-- Given entries start --
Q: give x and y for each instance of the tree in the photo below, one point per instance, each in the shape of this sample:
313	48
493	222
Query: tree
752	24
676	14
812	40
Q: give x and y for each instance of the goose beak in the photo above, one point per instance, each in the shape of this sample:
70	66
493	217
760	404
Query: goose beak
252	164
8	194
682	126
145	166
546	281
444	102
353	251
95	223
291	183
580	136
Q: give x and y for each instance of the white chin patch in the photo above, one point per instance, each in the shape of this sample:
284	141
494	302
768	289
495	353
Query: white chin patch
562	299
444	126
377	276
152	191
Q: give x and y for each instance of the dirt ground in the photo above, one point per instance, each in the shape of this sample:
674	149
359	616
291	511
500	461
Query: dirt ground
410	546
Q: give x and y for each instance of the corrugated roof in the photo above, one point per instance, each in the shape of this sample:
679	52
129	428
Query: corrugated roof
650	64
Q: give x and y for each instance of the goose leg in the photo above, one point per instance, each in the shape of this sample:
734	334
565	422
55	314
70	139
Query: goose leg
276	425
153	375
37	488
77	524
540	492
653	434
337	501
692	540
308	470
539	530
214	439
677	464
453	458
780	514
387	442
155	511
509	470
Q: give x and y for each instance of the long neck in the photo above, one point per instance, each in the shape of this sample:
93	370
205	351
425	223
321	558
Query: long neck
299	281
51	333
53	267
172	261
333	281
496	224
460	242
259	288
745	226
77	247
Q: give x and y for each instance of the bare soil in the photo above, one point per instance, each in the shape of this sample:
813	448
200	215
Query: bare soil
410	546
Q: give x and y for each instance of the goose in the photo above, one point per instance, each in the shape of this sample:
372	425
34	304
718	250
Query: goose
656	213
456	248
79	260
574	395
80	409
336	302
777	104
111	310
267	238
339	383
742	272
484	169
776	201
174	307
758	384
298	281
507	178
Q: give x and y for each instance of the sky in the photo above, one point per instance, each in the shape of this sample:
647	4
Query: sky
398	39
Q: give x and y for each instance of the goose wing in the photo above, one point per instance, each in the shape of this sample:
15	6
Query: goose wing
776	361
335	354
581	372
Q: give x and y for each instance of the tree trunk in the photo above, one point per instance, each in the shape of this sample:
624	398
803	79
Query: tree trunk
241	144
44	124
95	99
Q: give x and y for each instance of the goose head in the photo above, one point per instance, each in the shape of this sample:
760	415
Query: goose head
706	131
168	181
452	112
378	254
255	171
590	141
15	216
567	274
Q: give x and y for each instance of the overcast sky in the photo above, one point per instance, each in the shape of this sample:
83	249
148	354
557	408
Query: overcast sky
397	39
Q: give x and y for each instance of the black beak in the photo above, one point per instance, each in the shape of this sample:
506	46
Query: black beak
-- Given entries end --
Job =>
Convert all of the records above into a JSON array of strings, one string per line, leaving out any blank lines.

Output for this task =>
[
  "Q: give x and y for each instance of the tree in the photo below, one point per instance, each in the shape of this sample:",
  "313\t48",
  "493\t222",
  "Query: tree",
  "752\t24",
  "676\t14",
  "812\t40",
  "Q: give x and y for each instance of the goose beak in the photo above, one point per instance, each in the shape of this sample:",
  "70\t66",
  "493\t217",
  "760\t404",
  "Query: goose beak",
  "252\t164",
  "8\t194",
  "682\t126",
  "145\t166",
  "546\t281",
  "444\t102",
  "353\t251",
  "95\t223",
  "291\t183",
  "580\t136",
  "Q: give x and y for each instance of the white chin patch in the photo above, one point per instance, each in the shape of this sample:",
  "284\t141",
  "494\t302",
  "768\t289",
  "495\t353",
  "Query: white chin patch",
  "562\t299",
  "444\t126",
  "377\t276",
  "152\t191",
  "Q: give x and y for each instance of the dirt ground in the photo above, one point per instance, each in the shape of this sample:",
  "674\t149",
  "359\t616",
  "291\t511",
  "500\t461",
  "Query: dirt ground",
  "410\t546",
  "Q: give x and y for each instance of the corrugated roof in the photo above, one point per instance, each in the shape of this sample:",
  "679\t52",
  "129\t428",
  "Query: corrugated roof",
  "650\t64",
  "Q: give x and y for each instance of the goose leg in the photo above, one point per instance, each in the shape of this sample:",
  "734\t334",
  "565\t422",
  "55\t314",
  "70\t139",
  "Query: goose leg",
  "276\t425",
  "153\t375",
  "37\t488",
  "77\t524",
  "540\t492",
  "653\t434",
  "337\t501",
  "692\t540",
  "308\t470",
  "539\t530",
  "214\t439",
  "677\t464",
  "453\t458",
  "780\t514",
  "387\t442",
  "155\t511",
  "509\t470",
  "Q: give x and y for each instance of the long neck in the photo above, one point per instance, each in the shape of this sample:",
  "93\t370",
  "205\t351",
  "425\t223",
  "321\t558",
  "Query: long neck",
  "299\t281",
  "51\t333",
  "53\t267",
  "172\t261",
  "333\t281",
  "496\t224",
  "460\t242",
  "259\t288",
  "745\t226",
  "77\t247",
  "Q: give x and y for each instance of the bare soil in the photo above, one point per instance, each in the shape of this sample:",
  "813\t448",
  "200\t215",
  "Query: bare soil",
  "410\t546",
  "Q: give x and y for each instance of the goose in the photo above, one point per instance, each in the shape of this sample:",
  "372\t425",
  "34\t304",
  "718\t250",
  "Query: goose",
  "656\t213",
  "456\t248",
  "79\t260",
  "574\t395",
  "80\t409",
  "336\t302",
  "777\t104",
  "111\t310",
  "267\t238",
  "339\t383",
  "742\t272",
  "484\t169",
  "776\t201",
  "174\t307",
  "758\t384",
  "298\t281",
  "507\t178",
  "Q: give x and y for each instance of the sky in the photo above, one point per instance, each in the shape of this sample:",
  "647\t4",
  "Query: sky",
  "398\t39",
  "Q: give x and y for each instance of the goose wing in the photo above, one point per instance, each in the shape of this sample:",
  "15\t6",
  "Query: goose wing",
  "776\t361",
  "335\t354",
  "581\t372",
  "Q: give x and y for each instance of the tree trunk in the photo above, one point per instance, each in the shape of this sample:",
  "624\t398",
  "803\t79",
  "Query: tree trunk",
  "241\t144",
  "44\t124",
  "95\t99",
  "Q: give x and y for each instance of the goose head in the photo above, one point per instance, each in the shape of this sample:",
  "760\t415",
  "Query: goose head",
  "706\t131",
  "168\t181",
  "452\t112",
  "378\t254",
  "255\t171",
  "590\t141",
  "15\t216",
  "567\t274",
  "Q: give x and y for each instance of the overcast sky in the photo above, one point per instance, each in the shape of this sample:",
  "83\t249",
  "148\t354",
  "557\t408",
  "Query: overcast sky",
  "397\t39",
  "Q: give x and y for each instance of the black beak in the photo above, one point per instance, each in the shape of this sample:",
  "506\t46",
  "Query: black beak"
]